> Directions
With the pictures left out, copy the records below exactly from the first line down to the line holding "Need: one point per instance of the sequined", and include that line.

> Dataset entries
----
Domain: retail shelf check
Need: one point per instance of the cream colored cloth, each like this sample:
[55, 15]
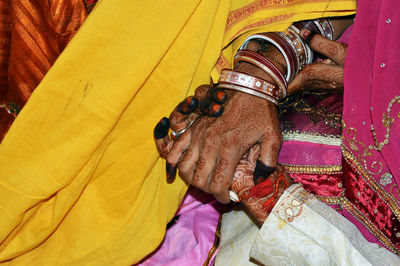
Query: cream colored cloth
[299, 231]
[81, 181]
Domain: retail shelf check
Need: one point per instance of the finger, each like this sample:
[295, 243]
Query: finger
[179, 116]
[188, 105]
[210, 108]
[222, 176]
[268, 158]
[201, 91]
[175, 153]
[161, 137]
[205, 165]
[189, 160]
[336, 51]
[318, 76]
[218, 95]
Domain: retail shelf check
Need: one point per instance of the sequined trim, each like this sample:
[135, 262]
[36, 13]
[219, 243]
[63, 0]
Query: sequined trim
[313, 169]
[331, 200]
[370, 226]
[352, 160]
[312, 137]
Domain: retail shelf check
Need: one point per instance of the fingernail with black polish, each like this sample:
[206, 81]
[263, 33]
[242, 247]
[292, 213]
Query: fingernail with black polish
[262, 172]
[188, 105]
[171, 173]
[205, 106]
[161, 129]
[220, 96]
[216, 109]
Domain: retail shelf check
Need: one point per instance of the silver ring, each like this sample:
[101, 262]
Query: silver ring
[179, 133]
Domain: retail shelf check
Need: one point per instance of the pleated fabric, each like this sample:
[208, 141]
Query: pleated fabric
[81, 182]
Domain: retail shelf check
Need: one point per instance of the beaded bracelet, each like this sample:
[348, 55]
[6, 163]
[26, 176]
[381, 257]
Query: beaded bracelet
[239, 81]
[266, 65]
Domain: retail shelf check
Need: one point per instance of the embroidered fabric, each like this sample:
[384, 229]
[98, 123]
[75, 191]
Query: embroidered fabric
[303, 231]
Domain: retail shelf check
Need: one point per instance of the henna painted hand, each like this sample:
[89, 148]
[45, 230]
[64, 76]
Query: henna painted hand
[207, 101]
[243, 186]
[327, 74]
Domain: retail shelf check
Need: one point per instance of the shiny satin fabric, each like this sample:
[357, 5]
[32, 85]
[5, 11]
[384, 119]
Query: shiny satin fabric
[372, 123]
[81, 180]
[33, 34]
[194, 238]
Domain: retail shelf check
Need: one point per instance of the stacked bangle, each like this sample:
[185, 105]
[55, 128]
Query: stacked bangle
[236, 80]
[296, 53]
[266, 65]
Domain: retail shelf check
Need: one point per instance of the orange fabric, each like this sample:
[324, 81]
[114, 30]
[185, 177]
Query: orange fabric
[32, 35]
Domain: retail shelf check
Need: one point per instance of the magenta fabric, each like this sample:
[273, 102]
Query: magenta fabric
[190, 240]
[372, 116]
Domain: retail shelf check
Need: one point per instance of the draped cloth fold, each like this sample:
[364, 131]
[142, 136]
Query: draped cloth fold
[81, 181]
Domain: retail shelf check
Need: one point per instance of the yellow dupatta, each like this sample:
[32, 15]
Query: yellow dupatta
[80, 179]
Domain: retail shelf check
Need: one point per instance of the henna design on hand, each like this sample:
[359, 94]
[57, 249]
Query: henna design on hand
[188, 105]
[161, 129]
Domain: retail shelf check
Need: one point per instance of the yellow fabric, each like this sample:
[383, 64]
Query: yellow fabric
[80, 179]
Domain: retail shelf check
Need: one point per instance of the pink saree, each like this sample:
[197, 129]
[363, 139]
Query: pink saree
[371, 143]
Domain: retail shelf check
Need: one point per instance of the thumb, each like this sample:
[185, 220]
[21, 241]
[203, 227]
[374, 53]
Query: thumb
[268, 158]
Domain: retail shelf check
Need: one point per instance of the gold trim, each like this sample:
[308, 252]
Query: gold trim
[331, 200]
[352, 161]
[313, 138]
[370, 226]
[312, 169]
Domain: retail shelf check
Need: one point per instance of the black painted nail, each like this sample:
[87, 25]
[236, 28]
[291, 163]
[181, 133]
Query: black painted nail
[205, 106]
[161, 129]
[188, 105]
[216, 109]
[219, 95]
[262, 172]
[171, 173]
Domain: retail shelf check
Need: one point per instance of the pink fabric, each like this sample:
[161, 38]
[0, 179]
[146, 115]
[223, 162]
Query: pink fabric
[306, 153]
[372, 82]
[189, 241]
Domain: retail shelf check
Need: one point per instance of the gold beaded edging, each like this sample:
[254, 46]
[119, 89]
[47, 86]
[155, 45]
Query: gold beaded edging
[370, 226]
[312, 138]
[331, 200]
[351, 160]
[312, 169]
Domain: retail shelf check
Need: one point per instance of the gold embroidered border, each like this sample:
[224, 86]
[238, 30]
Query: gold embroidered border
[351, 160]
[237, 15]
[370, 226]
[331, 200]
[263, 22]
[222, 63]
[312, 138]
[215, 246]
[312, 169]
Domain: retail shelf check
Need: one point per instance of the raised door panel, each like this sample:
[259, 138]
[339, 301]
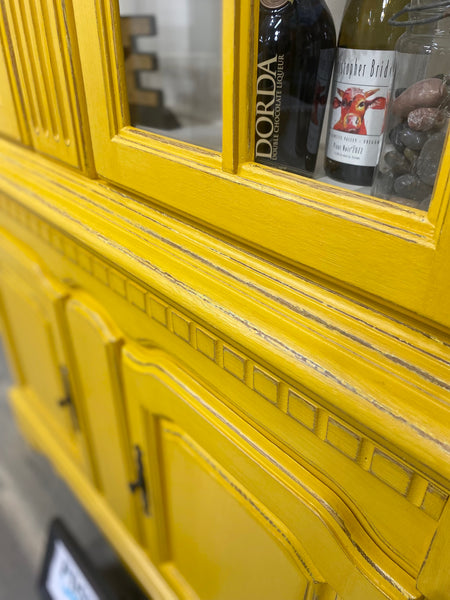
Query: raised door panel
[32, 305]
[96, 343]
[358, 241]
[226, 514]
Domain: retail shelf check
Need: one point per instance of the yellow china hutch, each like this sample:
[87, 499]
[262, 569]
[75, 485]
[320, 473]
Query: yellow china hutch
[242, 373]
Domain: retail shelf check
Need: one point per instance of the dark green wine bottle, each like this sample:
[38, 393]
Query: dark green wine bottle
[362, 82]
[296, 50]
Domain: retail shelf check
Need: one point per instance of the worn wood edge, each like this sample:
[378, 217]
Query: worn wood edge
[396, 424]
[143, 569]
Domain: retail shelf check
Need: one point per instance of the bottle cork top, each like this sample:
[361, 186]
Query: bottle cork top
[275, 3]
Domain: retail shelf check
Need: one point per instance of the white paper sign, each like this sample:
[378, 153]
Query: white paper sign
[65, 580]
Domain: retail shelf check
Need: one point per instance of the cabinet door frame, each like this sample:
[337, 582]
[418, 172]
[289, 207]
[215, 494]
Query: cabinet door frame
[378, 248]
[157, 390]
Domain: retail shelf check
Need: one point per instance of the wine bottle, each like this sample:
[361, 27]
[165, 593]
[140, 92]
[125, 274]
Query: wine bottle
[296, 50]
[362, 81]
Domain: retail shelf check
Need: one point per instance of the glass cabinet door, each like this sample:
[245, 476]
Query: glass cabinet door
[160, 130]
[172, 58]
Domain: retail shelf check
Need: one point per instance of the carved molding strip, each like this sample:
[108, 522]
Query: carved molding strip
[358, 448]
[38, 36]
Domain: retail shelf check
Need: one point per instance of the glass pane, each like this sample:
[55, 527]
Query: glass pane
[173, 65]
[343, 96]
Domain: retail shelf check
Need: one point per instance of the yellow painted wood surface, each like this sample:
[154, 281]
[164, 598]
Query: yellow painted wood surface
[9, 122]
[44, 62]
[390, 251]
[278, 349]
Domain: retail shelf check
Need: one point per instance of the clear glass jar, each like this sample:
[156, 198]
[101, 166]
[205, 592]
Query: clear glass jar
[419, 106]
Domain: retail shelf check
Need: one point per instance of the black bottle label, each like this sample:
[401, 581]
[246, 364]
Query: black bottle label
[362, 83]
[269, 84]
[275, 3]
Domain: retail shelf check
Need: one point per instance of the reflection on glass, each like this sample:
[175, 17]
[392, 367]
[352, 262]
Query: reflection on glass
[173, 56]
[419, 109]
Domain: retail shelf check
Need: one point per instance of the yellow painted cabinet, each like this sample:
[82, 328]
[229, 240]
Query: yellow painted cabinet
[9, 121]
[224, 515]
[243, 373]
[43, 63]
[96, 347]
[32, 303]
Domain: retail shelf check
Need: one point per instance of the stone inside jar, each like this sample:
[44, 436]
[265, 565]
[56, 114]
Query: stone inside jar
[415, 140]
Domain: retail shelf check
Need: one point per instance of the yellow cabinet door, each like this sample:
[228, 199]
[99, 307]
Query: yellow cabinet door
[96, 347]
[32, 305]
[395, 253]
[225, 513]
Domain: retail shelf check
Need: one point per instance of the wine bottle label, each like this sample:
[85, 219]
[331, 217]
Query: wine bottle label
[275, 3]
[269, 84]
[361, 88]
[320, 98]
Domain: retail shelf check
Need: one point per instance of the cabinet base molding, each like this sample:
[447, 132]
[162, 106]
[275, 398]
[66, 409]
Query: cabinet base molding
[37, 435]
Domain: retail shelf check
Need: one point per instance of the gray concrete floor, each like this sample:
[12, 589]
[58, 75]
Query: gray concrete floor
[31, 495]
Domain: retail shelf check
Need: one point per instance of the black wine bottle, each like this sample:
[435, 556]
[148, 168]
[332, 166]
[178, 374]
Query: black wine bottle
[295, 59]
[362, 82]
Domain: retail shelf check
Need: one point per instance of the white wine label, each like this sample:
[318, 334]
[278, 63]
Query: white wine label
[275, 3]
[361, 89]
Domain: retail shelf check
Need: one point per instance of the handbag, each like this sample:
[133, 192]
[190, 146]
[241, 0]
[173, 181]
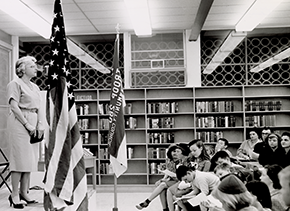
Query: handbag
[34, 138]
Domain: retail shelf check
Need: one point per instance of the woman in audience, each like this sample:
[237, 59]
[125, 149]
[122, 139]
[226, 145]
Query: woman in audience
[272, 153]
[177, 154]
[270, 177]
[286, 146]
[234, 195]
[261, 194]
[200, 160]
[245, 151]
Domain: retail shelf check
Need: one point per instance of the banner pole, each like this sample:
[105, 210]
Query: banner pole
[115, 194]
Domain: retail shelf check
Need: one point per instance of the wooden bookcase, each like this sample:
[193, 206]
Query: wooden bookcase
[157, 117]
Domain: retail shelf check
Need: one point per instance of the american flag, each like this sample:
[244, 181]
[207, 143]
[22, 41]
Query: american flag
[117, 137]
[65, 177]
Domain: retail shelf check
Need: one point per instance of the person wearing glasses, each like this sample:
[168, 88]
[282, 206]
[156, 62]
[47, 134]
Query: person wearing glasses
[24, 121]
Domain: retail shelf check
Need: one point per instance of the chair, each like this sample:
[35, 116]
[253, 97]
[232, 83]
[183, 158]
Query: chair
[4, 168]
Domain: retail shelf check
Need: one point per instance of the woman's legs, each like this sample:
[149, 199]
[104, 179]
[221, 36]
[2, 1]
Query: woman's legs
[15, 179]
[24, 184]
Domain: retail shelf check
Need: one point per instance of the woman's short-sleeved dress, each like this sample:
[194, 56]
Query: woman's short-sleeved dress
[23, 156]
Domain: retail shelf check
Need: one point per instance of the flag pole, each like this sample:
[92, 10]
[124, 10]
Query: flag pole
[115, 208]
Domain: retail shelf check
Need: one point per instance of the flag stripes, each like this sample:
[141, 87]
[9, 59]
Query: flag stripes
[65, 178]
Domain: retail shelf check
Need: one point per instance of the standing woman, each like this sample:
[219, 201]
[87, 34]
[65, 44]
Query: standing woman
[202, 158]
[23, 121]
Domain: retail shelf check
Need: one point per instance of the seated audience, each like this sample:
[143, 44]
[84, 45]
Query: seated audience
[272, 153]
[200, 160]
[261, 194]
[222, 144]
[246, 149]
[222, 157]
[285, 142]
[198, 151]
[284, 177]
[259, 146]
[204, 182]
[233, 194]
[270, 177]
[177, 153]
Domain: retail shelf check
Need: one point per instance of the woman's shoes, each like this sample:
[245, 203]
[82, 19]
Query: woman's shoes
[16, 206]
[27, 201]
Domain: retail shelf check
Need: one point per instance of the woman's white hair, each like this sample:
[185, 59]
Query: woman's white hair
[20, 64]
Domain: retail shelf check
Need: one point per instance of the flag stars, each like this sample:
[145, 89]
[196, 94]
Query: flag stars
[54, 76]
[55, 52]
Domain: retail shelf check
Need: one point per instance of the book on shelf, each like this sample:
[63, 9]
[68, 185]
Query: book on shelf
[162, 107]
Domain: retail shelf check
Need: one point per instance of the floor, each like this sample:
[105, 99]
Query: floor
[98, 201]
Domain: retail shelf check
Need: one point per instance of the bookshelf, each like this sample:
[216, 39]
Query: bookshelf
[157, 117]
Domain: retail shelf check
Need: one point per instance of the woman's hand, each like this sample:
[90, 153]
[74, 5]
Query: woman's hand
[30, 129]
[40, 133]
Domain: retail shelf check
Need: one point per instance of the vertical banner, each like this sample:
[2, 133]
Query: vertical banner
[65, 177]
[117, 137]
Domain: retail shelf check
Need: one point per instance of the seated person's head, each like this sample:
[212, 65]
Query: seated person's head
[177, 151]
[265, 132]
[270, 176]
[285, 140]
[232, 193]
[261, 192]
[273, 140]
[222, 170]
[185, 173]
[284, 177]
[222, 144]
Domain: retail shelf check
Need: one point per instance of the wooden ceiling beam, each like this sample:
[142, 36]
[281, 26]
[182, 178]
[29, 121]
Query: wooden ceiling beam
[201, 15]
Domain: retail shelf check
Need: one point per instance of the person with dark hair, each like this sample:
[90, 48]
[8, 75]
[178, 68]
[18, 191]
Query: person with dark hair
[272, 153]
[270, 177]
[222, 144]
[233, 194]
[198, 151]
[24, 120]
[244, 174]
[177, 154]
[284, 177]
[245, 151]
[204, 182]
[261, 192]
[285, 142]
[259, 146]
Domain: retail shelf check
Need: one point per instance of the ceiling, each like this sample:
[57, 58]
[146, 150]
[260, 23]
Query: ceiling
[91, 17]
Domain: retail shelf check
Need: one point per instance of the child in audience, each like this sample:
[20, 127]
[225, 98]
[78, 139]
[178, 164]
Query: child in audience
[200, 181]
[272, 153]
[286, 145]
[177, 153]
[284, 177]
[270, 177]
[234, 195]
[261, 194]
[222, 144]
[246, 149]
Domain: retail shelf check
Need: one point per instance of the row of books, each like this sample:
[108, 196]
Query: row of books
[162, 107]
[131, 123]
[209, 136]
[153, 168]
[106, 168]
[216, 121]
[82, 109]
[83, 124]
[104, 108]
[162, 122]
[158, 138]
[214, 106]
[157, 153]
[263, 105]
[261, 120]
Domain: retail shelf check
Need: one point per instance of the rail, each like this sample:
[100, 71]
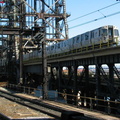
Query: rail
[104, 105]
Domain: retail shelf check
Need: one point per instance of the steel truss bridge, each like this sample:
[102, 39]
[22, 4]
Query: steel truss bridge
[102, 84]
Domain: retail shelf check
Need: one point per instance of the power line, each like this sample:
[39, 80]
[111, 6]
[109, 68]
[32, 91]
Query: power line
[93, 12]
[95, 19]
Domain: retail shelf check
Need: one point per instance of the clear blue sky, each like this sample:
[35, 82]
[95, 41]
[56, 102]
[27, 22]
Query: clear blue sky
[79, 8]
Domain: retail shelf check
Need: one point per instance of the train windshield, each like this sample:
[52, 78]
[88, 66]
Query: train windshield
[116, 32]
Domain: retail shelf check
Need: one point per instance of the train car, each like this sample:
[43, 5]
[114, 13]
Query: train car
[108, 34]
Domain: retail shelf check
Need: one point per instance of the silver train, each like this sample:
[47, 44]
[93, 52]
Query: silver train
[105, 34]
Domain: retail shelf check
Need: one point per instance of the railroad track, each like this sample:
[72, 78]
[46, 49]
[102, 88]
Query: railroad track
[33, 104]
[54, 111]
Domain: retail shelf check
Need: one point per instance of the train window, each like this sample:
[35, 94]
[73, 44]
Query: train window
[110, 32]
[92, 34]
[77, 41]
[52, 47]
[116, 32]
[86, 36]
[99, 32]
[82, 37]
[105, 32]
[58, 45]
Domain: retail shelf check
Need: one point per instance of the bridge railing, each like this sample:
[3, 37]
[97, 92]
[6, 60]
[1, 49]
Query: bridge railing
[100, 45]
[107, 106]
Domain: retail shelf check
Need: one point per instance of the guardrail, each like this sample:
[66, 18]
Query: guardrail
[106, 106]
[109, 43]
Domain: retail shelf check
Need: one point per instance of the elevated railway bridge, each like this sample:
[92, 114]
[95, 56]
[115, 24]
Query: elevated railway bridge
[102, 84]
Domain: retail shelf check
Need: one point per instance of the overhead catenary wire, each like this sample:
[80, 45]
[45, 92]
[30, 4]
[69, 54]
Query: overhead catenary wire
[93, 12]
[96, 19]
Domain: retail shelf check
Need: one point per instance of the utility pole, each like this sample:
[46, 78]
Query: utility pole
[45, 71]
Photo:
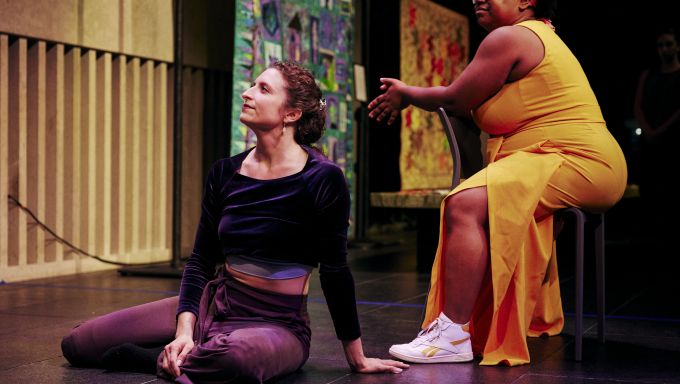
----
> Response to this exercise
Domain: retail shelf check
Need: one point per instance of the cream colored cloth, each like this sample:
[55, 15]
Query: cream colored cloth
[299, 231]
[81, 181]
Domain: retail shelf check
Need: one point per instance of the finger, each like this sample:
[295, 243]
Query: finger
[179, 116]
[188, 105]
[210, 108]
[222, 176]
[268, 158]
[201, 91]
[175, 153]
[161, 137]
[205, 165]
[189, 160]
[336, 51]
[318, 76]
[218, 95]
Domain: retail shelf check
Need: one point per instance of the sequined trim, each like this sample:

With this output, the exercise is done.